* [Your assignment] Retype, word for word, the lines from the first line of the entries through the line that holds "x=1215, y=587"; leave out the pictures.
((
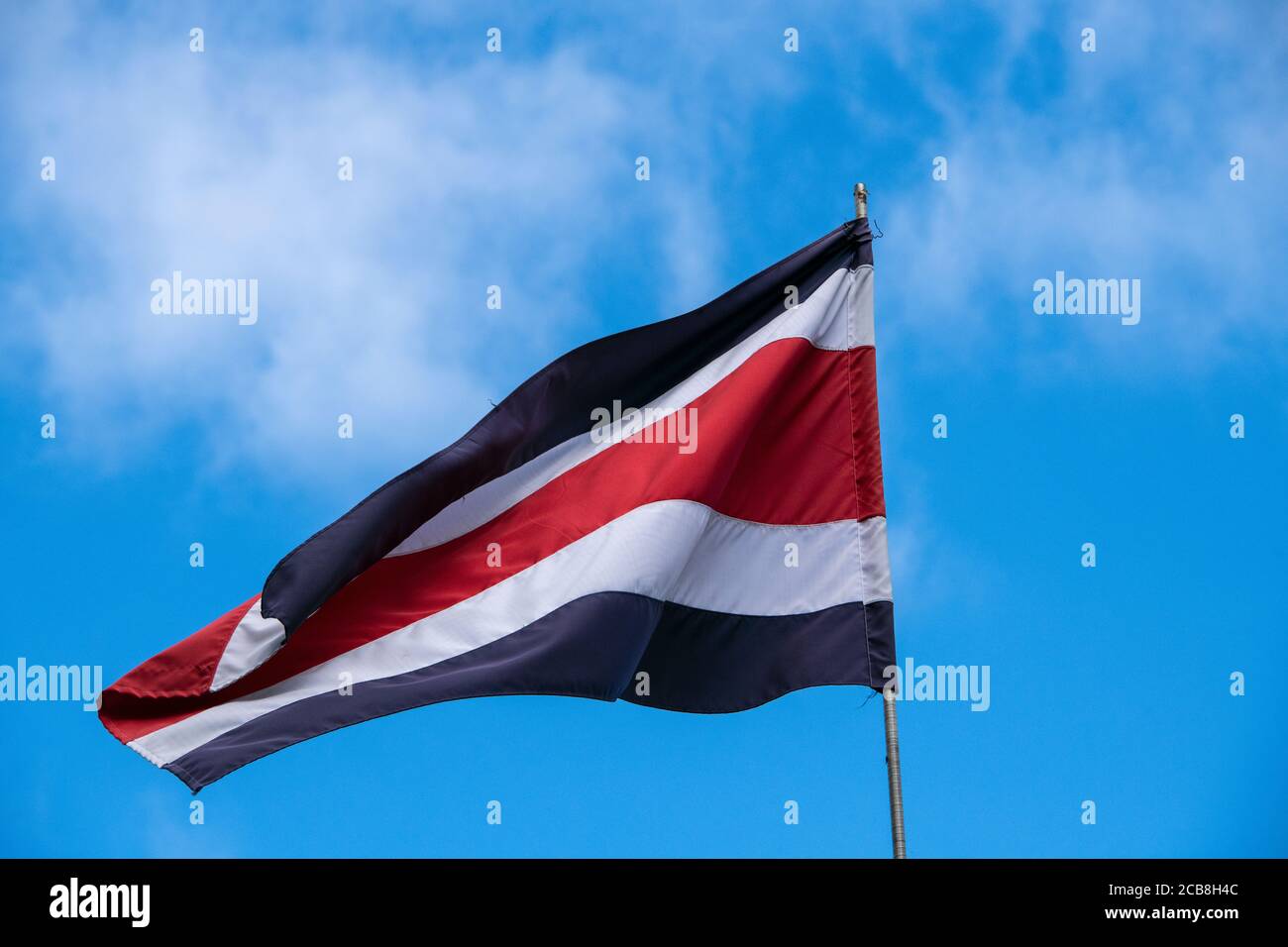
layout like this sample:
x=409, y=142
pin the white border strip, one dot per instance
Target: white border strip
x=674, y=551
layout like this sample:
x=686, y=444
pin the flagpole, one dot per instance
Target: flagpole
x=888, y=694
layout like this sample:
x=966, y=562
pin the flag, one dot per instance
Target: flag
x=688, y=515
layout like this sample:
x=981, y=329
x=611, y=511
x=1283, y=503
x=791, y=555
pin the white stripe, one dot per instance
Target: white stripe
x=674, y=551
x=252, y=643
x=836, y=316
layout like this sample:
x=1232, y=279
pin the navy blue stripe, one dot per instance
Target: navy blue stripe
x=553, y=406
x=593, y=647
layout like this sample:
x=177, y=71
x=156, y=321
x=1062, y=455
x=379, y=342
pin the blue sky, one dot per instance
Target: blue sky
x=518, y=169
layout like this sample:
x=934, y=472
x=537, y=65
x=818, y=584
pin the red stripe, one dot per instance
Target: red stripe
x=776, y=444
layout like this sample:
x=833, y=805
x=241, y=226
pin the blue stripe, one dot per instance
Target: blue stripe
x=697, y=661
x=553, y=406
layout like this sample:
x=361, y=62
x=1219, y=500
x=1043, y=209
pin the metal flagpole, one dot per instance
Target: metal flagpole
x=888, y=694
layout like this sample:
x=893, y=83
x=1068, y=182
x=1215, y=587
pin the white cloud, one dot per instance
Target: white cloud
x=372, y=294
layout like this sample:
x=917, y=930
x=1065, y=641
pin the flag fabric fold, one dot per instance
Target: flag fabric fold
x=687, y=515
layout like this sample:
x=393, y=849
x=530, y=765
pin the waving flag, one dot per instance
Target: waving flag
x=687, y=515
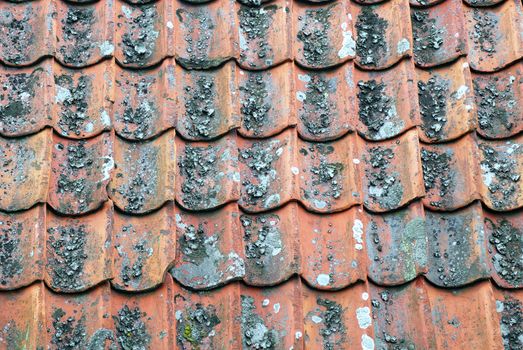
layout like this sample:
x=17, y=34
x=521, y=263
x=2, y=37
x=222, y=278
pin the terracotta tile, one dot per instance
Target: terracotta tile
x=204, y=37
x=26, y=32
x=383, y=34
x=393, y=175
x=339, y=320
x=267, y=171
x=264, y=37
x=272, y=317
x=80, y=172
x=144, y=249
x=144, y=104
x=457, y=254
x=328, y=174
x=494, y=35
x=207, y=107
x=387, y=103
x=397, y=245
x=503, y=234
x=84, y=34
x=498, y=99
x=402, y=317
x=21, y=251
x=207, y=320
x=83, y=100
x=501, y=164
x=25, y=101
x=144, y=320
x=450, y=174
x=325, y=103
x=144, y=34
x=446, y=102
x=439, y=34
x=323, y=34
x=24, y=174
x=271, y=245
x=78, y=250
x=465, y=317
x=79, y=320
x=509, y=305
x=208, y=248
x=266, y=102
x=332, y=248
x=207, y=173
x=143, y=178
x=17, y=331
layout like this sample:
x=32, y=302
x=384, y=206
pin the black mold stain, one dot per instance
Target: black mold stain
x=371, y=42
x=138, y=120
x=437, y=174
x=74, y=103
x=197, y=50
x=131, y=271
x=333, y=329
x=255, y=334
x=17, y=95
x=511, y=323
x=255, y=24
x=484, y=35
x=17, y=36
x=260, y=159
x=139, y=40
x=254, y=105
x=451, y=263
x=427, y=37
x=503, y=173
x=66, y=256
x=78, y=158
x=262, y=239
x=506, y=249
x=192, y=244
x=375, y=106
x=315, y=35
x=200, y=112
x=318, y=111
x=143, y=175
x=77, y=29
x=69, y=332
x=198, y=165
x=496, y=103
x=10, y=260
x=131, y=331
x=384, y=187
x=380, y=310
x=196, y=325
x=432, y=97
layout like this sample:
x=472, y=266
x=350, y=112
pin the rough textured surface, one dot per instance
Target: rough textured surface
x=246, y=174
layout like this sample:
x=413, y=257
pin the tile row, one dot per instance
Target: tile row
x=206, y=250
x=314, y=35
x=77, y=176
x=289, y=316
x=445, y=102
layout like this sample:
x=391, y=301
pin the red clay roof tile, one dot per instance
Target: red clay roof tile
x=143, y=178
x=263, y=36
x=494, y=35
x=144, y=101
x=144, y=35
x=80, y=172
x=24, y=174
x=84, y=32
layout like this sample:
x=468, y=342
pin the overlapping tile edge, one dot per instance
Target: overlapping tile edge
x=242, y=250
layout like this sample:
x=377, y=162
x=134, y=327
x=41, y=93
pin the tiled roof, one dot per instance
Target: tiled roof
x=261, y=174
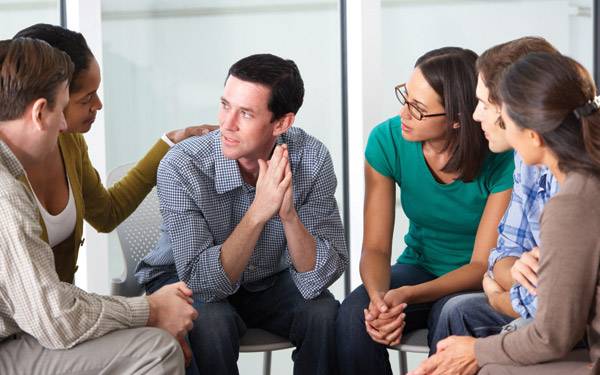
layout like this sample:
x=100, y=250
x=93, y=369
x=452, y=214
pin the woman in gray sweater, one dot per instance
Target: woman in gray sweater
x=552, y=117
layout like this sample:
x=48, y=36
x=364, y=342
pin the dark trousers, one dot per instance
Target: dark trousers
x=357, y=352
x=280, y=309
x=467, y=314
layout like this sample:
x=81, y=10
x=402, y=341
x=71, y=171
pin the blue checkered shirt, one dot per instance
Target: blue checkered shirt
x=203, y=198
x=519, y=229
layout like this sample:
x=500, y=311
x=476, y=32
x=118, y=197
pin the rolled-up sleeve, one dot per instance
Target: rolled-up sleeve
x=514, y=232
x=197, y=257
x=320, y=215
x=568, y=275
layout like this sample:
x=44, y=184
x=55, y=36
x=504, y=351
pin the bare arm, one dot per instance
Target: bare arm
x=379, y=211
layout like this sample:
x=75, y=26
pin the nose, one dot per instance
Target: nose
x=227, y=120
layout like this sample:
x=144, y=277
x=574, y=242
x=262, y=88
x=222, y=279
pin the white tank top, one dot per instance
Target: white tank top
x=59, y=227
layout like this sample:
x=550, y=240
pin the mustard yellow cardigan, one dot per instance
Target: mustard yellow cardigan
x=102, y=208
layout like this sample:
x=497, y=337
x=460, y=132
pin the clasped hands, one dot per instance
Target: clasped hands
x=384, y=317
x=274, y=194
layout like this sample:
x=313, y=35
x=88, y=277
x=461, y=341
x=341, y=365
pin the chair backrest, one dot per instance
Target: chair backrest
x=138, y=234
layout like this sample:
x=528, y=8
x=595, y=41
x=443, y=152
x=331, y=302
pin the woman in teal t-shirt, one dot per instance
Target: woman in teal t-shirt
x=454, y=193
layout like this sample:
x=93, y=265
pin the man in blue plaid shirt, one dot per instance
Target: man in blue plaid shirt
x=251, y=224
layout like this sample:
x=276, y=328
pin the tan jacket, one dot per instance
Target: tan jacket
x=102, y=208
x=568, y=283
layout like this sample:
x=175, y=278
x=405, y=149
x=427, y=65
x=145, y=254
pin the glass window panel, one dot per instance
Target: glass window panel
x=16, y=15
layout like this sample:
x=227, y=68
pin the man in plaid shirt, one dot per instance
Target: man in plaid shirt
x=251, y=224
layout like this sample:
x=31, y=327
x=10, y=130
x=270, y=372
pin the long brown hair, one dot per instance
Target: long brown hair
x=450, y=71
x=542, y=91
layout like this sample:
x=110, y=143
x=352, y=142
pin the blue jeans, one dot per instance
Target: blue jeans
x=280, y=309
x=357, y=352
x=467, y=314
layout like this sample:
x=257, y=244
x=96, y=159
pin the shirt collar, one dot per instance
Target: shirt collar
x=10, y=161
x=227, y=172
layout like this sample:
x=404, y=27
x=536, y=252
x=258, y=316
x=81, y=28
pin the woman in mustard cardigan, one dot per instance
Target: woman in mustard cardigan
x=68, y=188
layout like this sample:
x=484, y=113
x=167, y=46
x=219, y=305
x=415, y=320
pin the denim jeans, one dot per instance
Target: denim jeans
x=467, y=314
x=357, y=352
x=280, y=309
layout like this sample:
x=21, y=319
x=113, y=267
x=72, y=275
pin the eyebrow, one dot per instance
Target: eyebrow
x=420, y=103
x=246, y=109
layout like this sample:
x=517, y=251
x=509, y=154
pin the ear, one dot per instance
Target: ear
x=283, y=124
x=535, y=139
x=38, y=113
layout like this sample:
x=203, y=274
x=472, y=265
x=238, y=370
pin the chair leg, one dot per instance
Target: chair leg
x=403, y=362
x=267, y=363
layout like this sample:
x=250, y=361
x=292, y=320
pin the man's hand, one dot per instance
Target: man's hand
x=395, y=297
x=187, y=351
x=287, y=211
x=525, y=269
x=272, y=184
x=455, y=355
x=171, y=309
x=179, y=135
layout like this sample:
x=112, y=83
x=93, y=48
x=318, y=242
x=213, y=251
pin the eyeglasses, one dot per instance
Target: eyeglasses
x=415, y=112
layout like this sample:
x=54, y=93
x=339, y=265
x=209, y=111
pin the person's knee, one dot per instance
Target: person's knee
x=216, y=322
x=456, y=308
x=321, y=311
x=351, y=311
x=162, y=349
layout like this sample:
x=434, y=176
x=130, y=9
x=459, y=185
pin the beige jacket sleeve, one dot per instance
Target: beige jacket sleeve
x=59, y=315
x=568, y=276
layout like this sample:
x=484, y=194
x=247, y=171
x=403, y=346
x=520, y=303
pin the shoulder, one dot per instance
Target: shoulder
))
* [Result of this task]
layout like this sample:
x=409, y=142
pin the white border strip, one dot per instance
Target: white border strip
x=674, y=551
layout like this sample:
x=686, y=444
pin the flagpole, one dot per instance
Target: flagpole
x=888, y=694
layout like this sample:
x=966, y=562
pin the flag, one dot per instance
Target: flag
x=688, y=515
layout like this sample:
x=981, y=329
x=611, y=511
x=1283, y=503
x=791, y=555
pin the white stripe, one dot per instance
Target: white stripe
x=674, y=551
x=252, y=643
x=836, y=316
layout like this sample:
x=1232, y=279
pin the navy blue stripe, one dot per instance
Target: navy blue stripe
x=553, y=406
x=593, y=647
layout like this sample:
x=177, y=71
x=156, y=321
x=1062, y=455
x=379, y=342
pin the blue sky, one dot per instance
Target: blue sky
x=518, y=169
layout like this sample:
x=934, y=472
x=537, y=65
x=818, y=584
pin the red stripe, one dot per instance
Target: red stripe
x=776, y=444
layout like this sample:
x=833, y=805
x=241, y=226
pin the blue stripe, one dot per instance
Target: blue stripe
x=697, y=661
x=553, y=406
layout like this sample:
x=361, y=62
x=1219, y=500
x=1043, y=209
pin the metal flagpole, one dot per instance
Target: metal flagpole
x=888, y=694
layout like this sample:
x=893, y=83
x=1068, y=182
x=1215, y=587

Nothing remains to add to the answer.